(Extracted records)
┏━━

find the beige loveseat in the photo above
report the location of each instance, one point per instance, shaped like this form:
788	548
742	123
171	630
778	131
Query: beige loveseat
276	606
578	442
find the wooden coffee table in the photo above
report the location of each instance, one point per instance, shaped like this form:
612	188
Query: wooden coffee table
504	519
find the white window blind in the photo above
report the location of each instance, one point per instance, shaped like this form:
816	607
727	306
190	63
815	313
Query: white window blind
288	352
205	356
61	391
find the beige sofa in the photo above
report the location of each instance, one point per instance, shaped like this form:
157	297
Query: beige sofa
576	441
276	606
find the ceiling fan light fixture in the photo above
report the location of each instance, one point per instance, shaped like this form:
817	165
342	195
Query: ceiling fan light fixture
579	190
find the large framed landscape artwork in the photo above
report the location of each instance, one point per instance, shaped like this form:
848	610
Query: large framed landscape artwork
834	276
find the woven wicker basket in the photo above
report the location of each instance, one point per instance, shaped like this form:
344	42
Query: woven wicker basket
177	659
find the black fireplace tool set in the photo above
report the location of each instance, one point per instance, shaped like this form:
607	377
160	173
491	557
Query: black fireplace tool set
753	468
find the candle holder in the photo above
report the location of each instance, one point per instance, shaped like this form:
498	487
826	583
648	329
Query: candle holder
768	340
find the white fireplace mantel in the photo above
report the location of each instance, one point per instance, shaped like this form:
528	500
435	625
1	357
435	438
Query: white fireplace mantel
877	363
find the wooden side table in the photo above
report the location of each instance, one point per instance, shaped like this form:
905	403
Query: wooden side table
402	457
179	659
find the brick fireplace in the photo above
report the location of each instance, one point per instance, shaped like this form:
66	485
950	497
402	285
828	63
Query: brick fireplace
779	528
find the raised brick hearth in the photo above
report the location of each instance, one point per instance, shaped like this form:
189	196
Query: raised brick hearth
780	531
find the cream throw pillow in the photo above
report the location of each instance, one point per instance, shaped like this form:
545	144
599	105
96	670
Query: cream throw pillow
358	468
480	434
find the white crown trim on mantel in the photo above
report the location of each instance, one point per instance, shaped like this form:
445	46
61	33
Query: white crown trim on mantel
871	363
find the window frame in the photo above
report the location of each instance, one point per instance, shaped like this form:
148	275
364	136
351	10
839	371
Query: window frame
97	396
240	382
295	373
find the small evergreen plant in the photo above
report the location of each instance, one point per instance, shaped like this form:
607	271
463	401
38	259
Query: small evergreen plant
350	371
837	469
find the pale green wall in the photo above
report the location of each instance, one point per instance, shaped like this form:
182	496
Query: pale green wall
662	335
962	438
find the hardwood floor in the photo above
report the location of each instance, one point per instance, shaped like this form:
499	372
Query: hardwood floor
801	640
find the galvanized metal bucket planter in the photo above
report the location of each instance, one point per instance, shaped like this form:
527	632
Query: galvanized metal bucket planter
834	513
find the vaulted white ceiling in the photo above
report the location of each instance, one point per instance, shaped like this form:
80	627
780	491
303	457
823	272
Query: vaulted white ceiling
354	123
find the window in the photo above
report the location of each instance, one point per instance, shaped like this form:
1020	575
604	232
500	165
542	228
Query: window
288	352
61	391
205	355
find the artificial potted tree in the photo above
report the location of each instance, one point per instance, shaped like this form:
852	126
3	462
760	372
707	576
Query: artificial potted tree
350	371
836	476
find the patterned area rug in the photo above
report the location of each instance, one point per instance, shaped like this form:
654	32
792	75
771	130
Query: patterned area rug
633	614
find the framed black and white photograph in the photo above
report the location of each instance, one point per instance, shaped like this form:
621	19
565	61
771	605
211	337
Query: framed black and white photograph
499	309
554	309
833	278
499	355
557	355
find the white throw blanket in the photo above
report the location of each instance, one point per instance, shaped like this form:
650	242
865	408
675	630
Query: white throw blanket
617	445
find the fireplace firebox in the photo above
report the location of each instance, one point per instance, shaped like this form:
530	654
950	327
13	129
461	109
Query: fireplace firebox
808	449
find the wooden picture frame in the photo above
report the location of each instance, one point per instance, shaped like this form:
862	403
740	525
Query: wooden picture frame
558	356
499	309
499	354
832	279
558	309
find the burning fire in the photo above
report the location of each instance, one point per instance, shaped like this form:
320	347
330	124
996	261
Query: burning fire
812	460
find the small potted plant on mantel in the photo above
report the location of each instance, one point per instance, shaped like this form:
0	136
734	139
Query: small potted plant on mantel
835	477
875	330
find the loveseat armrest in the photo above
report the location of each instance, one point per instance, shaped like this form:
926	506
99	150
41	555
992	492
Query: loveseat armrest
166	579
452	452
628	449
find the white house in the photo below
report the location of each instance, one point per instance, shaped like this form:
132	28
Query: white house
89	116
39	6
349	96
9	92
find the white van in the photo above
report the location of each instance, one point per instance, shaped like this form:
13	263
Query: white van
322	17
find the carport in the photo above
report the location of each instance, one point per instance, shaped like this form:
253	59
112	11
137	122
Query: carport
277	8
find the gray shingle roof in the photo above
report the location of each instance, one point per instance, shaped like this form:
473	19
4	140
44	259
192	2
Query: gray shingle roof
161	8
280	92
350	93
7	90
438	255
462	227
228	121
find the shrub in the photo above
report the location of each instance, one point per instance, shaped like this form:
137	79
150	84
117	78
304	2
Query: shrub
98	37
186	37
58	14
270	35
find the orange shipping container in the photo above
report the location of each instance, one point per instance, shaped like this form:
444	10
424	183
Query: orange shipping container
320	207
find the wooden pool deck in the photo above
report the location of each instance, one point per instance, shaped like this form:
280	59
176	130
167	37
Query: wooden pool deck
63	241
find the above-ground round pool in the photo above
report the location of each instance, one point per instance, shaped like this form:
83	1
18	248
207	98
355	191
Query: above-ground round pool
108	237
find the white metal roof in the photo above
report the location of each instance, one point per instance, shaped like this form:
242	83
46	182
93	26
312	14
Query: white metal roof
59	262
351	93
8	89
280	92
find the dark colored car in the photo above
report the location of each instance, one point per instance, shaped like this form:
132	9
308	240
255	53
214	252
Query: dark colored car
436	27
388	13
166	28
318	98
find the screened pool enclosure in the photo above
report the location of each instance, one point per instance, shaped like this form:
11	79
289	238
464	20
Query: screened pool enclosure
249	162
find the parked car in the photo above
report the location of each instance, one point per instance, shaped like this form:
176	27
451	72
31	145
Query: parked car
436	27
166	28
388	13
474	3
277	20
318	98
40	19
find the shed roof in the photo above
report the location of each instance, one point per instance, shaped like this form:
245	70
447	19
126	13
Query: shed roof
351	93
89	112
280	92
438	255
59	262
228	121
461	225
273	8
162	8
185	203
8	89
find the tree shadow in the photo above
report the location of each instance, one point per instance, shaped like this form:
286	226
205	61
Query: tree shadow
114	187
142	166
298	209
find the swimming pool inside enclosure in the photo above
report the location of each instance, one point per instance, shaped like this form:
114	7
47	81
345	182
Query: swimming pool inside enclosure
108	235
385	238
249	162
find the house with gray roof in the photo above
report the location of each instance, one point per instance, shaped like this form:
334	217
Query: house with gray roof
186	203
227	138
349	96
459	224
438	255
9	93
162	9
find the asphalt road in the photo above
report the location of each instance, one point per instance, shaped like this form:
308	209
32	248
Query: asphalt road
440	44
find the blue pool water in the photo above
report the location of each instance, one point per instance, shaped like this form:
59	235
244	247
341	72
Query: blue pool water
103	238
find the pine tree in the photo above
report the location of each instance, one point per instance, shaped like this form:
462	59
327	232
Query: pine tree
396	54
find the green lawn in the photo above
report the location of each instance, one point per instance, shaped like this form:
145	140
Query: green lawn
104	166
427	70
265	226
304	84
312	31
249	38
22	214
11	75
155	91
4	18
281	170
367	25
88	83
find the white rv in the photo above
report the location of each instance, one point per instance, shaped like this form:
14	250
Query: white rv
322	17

┗━━

**Problem to work on**
Rewrite the items above, replacing every occurrence of "one point per instance" with "one point for each instance" and leaving all other text unchanged.

**Response to this exercise**
find the beige loveseat in the photo above
report the location of each instance, one point for each instance, shaped like this form:
788	548
742	123
171	630
778	131
Query: beige loveseat
276	606
578	442
find the wooden coffee table in the photo above
report the location of each instance, one point for each instance, shaped like this form:
612	188
Query: wooden coffee table
504	519
find the white window blind in the photo above
report the location of each instance, one point for each instance, shaped like this form:
816	607
727	306
190	63
815	313
Query: white window blind
288	352
205	356
61	391
find the beige sofa in the photo above
report the location of each instance, one point for each instance, shaped like this form:
157	297
Query: beige sofa
576	441
276	606
find the ceiling fan light fixture in the photo above
report the location of each instance, one point for each instance, shaped like this form:
817	165
342	195
Query: ceiling fan light fixture
579	190
find the large framed landscape artwork in the photo above
report the location of each instance, one point for each instance, shaped like this form:
848	610
Query: large framed landscape artwork
834	276
find the woven wicker basket in the photo above
report the location of each instance, one point for each instance, shaped like this form:
344	42
Query: woven wicker basket
177	659
find the black fireplace tool set in the photo above
report the location of each instance, one point for each instance, shaped like this form:
607	377
160	173
491	557
Query: black fireplace tool set
753	468
find the candle holder in the photo above
report the location of each instance, one point for each instance, shaped like this form:
498	487
826	583
648	329
Query: candle holder
768	340
find the white fireplace mantel in the photo above
report the location of each instance, one point for each instance, shaped like this form:
528	500
435	625
1	357
435	438
Query: white fireplace mantel
877	363
find the wooden side table in the photo above
report the location of each instance, one point for each instance, shaped like this form:
905	403
Query: wooden side table
402	457
179	659
find the brick fireplace in the photo above
report the location of each instance, one point for each instance, shaped like this form:
66	485
950	497
402	285
828	63
Query: brick fireplace
779	528
find the raised brick hearth in the photo above
report the location of each instance, one point for each instance, shaped like this form:
189	196
Query: raised brick hearth
780	531
find the cream throw pillow in the photo above
report the location of each instance, one point for each instance, shaped like this form:
545	144
599	105
96	670
Query: cream throw pillow
358	468
480	434
find the white crown trim on mantel in the photo above
report the location of each instance, one point for each instance, shaped like this form:
445	46
61	33
Query: white crown trim on mantel
871	363
find the window frame in the photo above
report the location of each instance, one point for each instance, shaped like this form:
148	275
364	136
351	10
839	371
Query: window frame
97	396
240	382
295	373
find the small evergreen plant in the photo above
report the location of each instance, one point for each instance, shaped like this form:
607	271
463	401
38	259
Query: small evergreen plant
350	371
837	469
find the pale green wall in the photo above
report the location of each instance, one point for each instance, shaped like this form:
182	496
Query: pale green wall
662	335
962	438
find the hardwood floor in the photo above
report the location of each instance, one point for each instance, shaped like this form:
499	372
Query: hardwood floor
801	640
find the galvanized metal bucket planter in the photo above
report the location of each instance, one point for each instance, shaped like this form:
527	632
Query: galvanized metal bucket planter
834	513
find the vaulted white ceiling in the photo above
report the location of each instance, one point for each instance, shaped like this form:
80	627
780	491
303	457
823	272
Query: vaulted white ceiling
354	123
find the window in the photo above
report the location of each instance, one point for each instance, shaped like this form:
1020	575
604	232
500	165
542	228
Query: window
288	352
61	391
205	355
find the artificial potted tree in the photo above
report the location of each instance, one point for each instance, shaped like this form:
852	126
3	462
760	372
707	576
Query: artificial potted tree
350	371
836	476
find the patterned area rug in the photo above
report the location of each instance, one point for each instance, shaped like this form:
654	32
792	75
771	130
Query: patterned area rug
633	614
find the framed black and white photograph in the photo above
report the location of each instance, one point for each instance, shaped like this form:
621	19
565	61
771	605
211	337
Query: framed black and white photograph
499	309
554	309
833	278
499	355
557	355
find the white throw blanket in the photo above
report the location of each instance, one point for each instance, shaped like this form:
650	242
865	408
675	630
Query: white throw blanket
617	445
find the fireplace firebox in the photo above
report the location of each instance, one point for each instance, shaped like this form:
530	654
950	327
13	129
461	109
Query: fireplace firebox
808	449
find the wooden picture frame in the photo above
report the location of each instance, one point for each instance, shaped like this form:
862	403
740	525
Query: wooden picture frame
558	356
499	309
499	354
832	279
558	309
find the burning fire in the photo above
report the location of each instance, one point for each instance, shaped like this form:
320	347
330	124
996	261
Query: burning fire
812	460
find the small potted plant on mantel in the photo above
report the location of each instance, one point for each instance, shaped like this form:
0	136
734	139
Query: small potted plant on mantel
835	477
875	330
find the loveseat armrest in the photo above
report the location of each instance, one point for each instance, shaped like this form:
926	506
99	150
41	555
992	492
Query: loveseat armrest
166	579
452	452
628	449
find the white house in the photo below
report the location of each instance, one point for each instance, shaped like this form:
132	28
Query: white house
89	116
39	6
349	96
9	92
find the white van in the photo above
report the location of each instance, one point for each instance, shaped like this form:
13	263
Query: white van
322	17
find the carport in the photo above
report the location of each instance, one point for each instance, shaped like this form:
253	59
112	11
137	122
Query: carport
277	8
find the gray shingle roof in the photo above
report the location of each instance, one point for each instance, shaped like this form:
473	19
4	140
44	259
192	2
Query: gray shingle roof
161	8
280	92
350	93
7	90
438	255
462	227
228	121
find the shrub in the photo above
report the location of each instance, one point for each instance, shaped like this form:
137	79
150	84
117	78
304	2
Query: shrub
98	37
186	37
58	14
270	35
find the orange shipping container in the photo above
report the location of each instance, one point for each instance, shaped like this form:
444	10
424	183
Query: orange shipping container
320	207
find the wooden pool deck in the photo above
report the location of each instance, one point for each instance, shaped like this form:
280	59
176	130
167	37
Query: wooden pool deck
63	241
find the above-ground round pool in the photo above
report the location of each instance, one point for each instance, shaped like this form:
83	1
18	248
207	98
355	191
Query: above-ground round pool
108	237
find the white metal roof in the photo above
report the location of each instance, one point for each instance, shaped like this form:
242	83
46	182
93	26
312	14
Query: white metal roof
59	262
351	93
8	89
280	92
find the dark colored car in the photo above
report the location of each instance, one point for each instance, shaped like this form:
132	9
308	240
255	53
214	252
Query: dark colored car
436	27
388	13
166	28
318	98
find the screened pool enclosure in the photo above
report the location of each instance, one point for each instance, shaped like this form:
11	79
289	238
464	20
Query: screened pool enclosure
249	162
find the parked car in the photo above
report the location of each instance, one point for each instance, shaped like this form:
176	27
451	72
31	145
Query: parked car
436	27
166	28
388	13
474	3
277	20
318	98
40	19
find the shed roof in the photo above
report the location of each instance, one point for each instance, shaped like this form:
245	70
447	19
126	13
Query: shed roof
351	93
89	112
280	92
438	255
59	262
228	121
461	225
273	8
162	8
185	203
8	89
find the tree shadow in the photo above
report the location of each instance, one point for each instance, shaped like this form:
286	226
205	61
Query: tree shadow
114	187
142	166
298	209
find the swimming pool inside enclosure in the photo above
report the location of each instance, one point for each instance, shaped like this form:
114	7
47	81
345	182
Query: swimming pool inside enclosure
108	235
385	238
249	162
find the house with gray roof in the photo above
report the location of each instance, one point for each instance, shaped like this form:
334	217
Query: house with gray roof
186	203
227	138
349	96
459	224
438	255
9	93
162	9
find the asphalt road in the photo above
report the location of each instance, one point for each instance, shaped like this form:
308	209
32	248
Query: asphalt road
440	44
find the blue pool water in the photo above
report the location of each instance, one point for each instance, shaped like this form:
59	235
244	247
341	72
Query: blue pool water
103	238
find the pine tree in the photo above
report the location of each instance, one point for each instance, shaped like this form:
462	59
327	232
Query: pine tree
396	54
find the green lawn in the photo above
report the location of each instance, one point for each instance, shaped like this form:
145	140
Query: green lawn
104	166
427	70
265	226
304	84
312	31
249	38
22	214
11	75
155	91
4	18
281	170
367	25
88	83
find the white rv in the photo above
report the location of each instance, one point for each instance, shaped like this form:
14	250
Query: white rv
322	17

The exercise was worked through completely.